───── TRECHO DO TEXTO ─────
A igc partners, uma boutique especializada em fusões e aquisições, tem sido responsável por intermediar muitas dessas transações. Nos últimos quatro anos, a companhia concluiu 17 operações no setor de tecnologia, movimentando R$ 4,48 bilhões. Até o início de 2024, a IGC planeja finalizar mais duas transações com investidores estrangeiros.

"O Brasil está se transformando na nova Índia para serviços de tecnologia offshoring", disse Daniel Milanez, CEO e co-fundador da igc partners, ouvido pelo jornal.

Empresas brasileiras de tecnologia, que antes estavam fora do radar dos investidores, agora atraem grande interesse, especialmente com a crescente demanda por soluções tecnológicas inovadoras em setores como bancos digitais.
───── LINHAS FORNECIDAS ─────
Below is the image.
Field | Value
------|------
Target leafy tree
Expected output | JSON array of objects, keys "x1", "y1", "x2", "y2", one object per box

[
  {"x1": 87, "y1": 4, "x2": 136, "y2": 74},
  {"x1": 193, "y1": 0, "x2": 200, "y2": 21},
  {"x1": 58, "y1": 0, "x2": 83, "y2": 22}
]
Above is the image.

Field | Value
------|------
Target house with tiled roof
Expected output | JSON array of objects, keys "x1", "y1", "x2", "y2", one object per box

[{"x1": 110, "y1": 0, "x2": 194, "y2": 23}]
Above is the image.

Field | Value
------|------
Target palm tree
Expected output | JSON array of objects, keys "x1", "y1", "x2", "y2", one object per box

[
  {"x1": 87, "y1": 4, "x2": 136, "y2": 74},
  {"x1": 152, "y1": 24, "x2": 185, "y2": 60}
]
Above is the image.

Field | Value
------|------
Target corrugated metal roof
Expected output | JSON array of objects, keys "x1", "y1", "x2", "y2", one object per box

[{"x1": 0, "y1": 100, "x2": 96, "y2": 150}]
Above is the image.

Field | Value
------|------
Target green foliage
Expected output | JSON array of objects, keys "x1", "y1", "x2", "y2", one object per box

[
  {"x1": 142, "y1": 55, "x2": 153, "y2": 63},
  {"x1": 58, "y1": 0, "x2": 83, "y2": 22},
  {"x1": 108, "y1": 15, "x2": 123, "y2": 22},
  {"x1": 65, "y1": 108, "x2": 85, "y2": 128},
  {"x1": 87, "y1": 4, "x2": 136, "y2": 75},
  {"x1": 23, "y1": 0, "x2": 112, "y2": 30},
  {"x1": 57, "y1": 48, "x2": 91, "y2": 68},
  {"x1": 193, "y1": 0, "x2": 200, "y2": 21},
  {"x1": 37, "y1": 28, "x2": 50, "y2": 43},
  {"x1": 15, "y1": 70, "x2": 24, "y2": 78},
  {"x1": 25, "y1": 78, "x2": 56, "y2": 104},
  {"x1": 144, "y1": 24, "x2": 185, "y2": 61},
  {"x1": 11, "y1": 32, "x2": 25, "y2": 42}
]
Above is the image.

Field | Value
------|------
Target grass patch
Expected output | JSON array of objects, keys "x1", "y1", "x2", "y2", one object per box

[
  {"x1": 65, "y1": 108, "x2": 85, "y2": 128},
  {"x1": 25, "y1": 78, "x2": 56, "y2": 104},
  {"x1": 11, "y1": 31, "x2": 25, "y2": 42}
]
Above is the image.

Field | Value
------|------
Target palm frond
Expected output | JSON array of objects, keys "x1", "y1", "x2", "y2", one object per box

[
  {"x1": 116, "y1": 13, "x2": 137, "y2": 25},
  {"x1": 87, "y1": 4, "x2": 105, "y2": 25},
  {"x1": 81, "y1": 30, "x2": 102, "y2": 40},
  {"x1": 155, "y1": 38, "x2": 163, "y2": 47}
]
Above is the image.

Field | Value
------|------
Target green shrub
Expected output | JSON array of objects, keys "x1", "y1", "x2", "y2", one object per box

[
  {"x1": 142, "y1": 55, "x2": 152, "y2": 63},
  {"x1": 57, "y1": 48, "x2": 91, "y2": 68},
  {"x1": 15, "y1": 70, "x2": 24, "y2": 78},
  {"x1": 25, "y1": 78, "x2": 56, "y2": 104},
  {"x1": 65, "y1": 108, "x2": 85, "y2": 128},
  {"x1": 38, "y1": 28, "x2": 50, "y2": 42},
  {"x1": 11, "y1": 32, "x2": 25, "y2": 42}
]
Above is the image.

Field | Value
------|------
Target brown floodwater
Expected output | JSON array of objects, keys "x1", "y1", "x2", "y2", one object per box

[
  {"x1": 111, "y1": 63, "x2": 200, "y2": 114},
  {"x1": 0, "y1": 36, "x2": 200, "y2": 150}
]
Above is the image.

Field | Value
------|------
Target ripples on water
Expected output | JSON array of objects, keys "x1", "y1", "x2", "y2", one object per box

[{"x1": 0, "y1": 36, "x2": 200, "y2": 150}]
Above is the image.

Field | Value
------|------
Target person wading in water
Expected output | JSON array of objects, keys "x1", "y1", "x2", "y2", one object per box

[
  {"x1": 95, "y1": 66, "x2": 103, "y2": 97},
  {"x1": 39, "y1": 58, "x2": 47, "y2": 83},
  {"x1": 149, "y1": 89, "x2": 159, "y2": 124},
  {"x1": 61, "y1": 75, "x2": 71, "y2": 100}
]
─────
Continue o trecho sobre as aquisições de empresas brasileiras de tecnologia a partir da última frase apresentada.

Até o começo do ano que vem, o igc partners deve concluir pelo menos mais duas transações nessa área, com um fundo e uma companhia estrangeira estratégica que ainda não está presente no Brasil.

"Já temos quatro conversas com memorandos de entendimento assinados, preço e estrutura definidos em fase de diligência. E outras dez conversas em andamento", afirmou Rafael Frugis, sócio do igc e responsável pelos negócios na área de serviços de tecnologia.

A transformação no setor bancário e a necessidade de modernizar seus sistemas contribuíram para o aquecimento do mercado, com grandes aquisições, como a da Zup pelo Itaú. Além disso, empresas como Boticário, Ambev e Alpargatas também entraram no mercado fazendo aquisições estratégicas, acrescenta a mídia.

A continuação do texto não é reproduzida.